Task instructions: Identify each line in the records below that includes the word "metal" and copy those lines out.

Data:
= = = = = = =

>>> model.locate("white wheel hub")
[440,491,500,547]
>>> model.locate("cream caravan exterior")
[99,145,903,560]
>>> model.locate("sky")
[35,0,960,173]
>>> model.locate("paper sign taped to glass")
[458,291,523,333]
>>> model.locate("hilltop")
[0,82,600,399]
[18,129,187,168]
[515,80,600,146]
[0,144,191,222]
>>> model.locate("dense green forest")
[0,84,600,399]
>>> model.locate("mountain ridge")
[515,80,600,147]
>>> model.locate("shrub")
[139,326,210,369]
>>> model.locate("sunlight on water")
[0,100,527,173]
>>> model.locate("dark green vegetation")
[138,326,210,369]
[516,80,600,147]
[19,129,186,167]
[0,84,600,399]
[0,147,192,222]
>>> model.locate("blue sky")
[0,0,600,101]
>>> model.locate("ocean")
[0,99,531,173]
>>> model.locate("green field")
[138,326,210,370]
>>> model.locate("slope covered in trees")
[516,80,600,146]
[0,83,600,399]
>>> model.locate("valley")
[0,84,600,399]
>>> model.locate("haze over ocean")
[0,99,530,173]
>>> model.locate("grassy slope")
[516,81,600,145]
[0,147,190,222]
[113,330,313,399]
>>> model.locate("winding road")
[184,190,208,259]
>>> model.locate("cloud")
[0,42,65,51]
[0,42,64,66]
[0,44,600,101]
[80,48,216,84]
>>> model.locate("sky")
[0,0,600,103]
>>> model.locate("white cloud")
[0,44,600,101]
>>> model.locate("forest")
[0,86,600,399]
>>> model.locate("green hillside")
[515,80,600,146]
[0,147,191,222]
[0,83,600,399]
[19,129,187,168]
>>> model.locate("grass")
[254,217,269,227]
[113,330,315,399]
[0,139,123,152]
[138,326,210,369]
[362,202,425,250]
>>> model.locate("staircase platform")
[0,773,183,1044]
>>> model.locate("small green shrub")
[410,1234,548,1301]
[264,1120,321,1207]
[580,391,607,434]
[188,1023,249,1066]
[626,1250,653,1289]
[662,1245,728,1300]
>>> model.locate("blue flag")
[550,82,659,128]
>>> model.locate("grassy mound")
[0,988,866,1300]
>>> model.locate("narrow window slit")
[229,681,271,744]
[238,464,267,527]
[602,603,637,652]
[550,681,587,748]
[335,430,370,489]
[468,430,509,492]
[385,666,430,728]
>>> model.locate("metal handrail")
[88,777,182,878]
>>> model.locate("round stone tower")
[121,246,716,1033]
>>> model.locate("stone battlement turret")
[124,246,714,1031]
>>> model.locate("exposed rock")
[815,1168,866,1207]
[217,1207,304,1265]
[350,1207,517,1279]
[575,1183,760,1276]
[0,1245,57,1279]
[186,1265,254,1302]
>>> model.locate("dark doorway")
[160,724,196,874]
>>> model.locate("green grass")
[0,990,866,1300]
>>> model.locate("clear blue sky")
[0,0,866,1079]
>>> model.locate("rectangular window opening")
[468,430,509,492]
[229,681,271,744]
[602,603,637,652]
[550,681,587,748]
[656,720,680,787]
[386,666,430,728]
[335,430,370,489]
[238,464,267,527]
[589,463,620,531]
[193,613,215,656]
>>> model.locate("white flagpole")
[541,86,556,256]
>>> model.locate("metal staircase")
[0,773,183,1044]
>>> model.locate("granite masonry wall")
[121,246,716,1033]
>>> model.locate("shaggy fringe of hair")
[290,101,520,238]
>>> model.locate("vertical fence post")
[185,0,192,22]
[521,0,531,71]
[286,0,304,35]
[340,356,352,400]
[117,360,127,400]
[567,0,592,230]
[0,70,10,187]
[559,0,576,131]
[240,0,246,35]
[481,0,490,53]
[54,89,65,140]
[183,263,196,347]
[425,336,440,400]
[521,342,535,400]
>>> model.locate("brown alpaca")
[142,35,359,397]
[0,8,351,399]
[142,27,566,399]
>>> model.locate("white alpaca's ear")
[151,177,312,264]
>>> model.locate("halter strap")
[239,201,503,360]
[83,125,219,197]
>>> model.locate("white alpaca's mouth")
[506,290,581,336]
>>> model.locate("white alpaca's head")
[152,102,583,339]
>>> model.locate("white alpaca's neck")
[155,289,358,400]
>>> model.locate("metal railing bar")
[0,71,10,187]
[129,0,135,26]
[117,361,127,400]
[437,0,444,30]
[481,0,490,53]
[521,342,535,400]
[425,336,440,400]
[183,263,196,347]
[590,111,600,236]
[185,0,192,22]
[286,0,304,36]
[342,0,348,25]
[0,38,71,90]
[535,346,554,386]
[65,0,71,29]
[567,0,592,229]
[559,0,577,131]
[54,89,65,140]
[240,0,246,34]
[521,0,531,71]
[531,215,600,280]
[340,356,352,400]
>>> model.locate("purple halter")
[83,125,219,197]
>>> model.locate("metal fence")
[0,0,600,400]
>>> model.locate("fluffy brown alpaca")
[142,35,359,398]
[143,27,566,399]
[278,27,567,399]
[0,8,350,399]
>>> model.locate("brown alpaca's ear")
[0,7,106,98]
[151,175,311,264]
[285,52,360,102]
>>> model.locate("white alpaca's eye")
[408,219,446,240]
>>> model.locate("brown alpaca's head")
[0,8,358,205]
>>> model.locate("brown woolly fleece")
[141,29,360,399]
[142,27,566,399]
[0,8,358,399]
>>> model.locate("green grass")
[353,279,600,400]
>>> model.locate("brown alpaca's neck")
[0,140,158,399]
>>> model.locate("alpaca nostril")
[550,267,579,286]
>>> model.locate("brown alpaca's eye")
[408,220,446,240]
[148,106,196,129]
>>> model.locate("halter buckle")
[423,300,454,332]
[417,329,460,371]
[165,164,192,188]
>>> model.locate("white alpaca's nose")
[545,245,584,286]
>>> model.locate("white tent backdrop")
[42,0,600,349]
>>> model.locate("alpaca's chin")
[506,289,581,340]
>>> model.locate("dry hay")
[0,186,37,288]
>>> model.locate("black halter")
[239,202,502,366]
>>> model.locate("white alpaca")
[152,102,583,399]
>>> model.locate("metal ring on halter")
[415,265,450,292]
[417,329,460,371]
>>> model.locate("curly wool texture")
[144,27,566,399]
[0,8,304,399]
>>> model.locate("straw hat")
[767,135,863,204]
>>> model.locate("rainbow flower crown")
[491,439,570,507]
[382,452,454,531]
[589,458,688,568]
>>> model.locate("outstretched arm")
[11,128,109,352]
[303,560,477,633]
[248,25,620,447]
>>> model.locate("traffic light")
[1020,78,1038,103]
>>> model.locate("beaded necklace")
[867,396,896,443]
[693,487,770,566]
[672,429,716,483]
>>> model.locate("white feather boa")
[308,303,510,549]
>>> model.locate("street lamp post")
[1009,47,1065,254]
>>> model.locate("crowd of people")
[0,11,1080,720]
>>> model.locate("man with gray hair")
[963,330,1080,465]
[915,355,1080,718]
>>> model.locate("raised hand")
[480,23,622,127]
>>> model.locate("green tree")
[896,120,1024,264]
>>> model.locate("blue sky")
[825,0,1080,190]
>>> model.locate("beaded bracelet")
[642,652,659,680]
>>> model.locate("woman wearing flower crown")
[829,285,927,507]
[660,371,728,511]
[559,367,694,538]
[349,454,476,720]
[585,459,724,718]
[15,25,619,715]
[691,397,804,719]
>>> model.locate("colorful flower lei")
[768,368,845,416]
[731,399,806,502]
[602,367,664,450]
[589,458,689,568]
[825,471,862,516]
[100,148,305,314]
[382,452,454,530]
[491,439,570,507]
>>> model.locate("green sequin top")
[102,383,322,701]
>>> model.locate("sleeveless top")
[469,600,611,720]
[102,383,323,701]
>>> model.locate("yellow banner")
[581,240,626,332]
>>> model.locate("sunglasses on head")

= = = = = = =

Result below:
>>> model.locate("metal handrail")
>>> model.locate("metal staircase")
>>> model.locate("metal railing bar")
>>> model.locate("metal fence")
>>> model.locate("metal ring on halter")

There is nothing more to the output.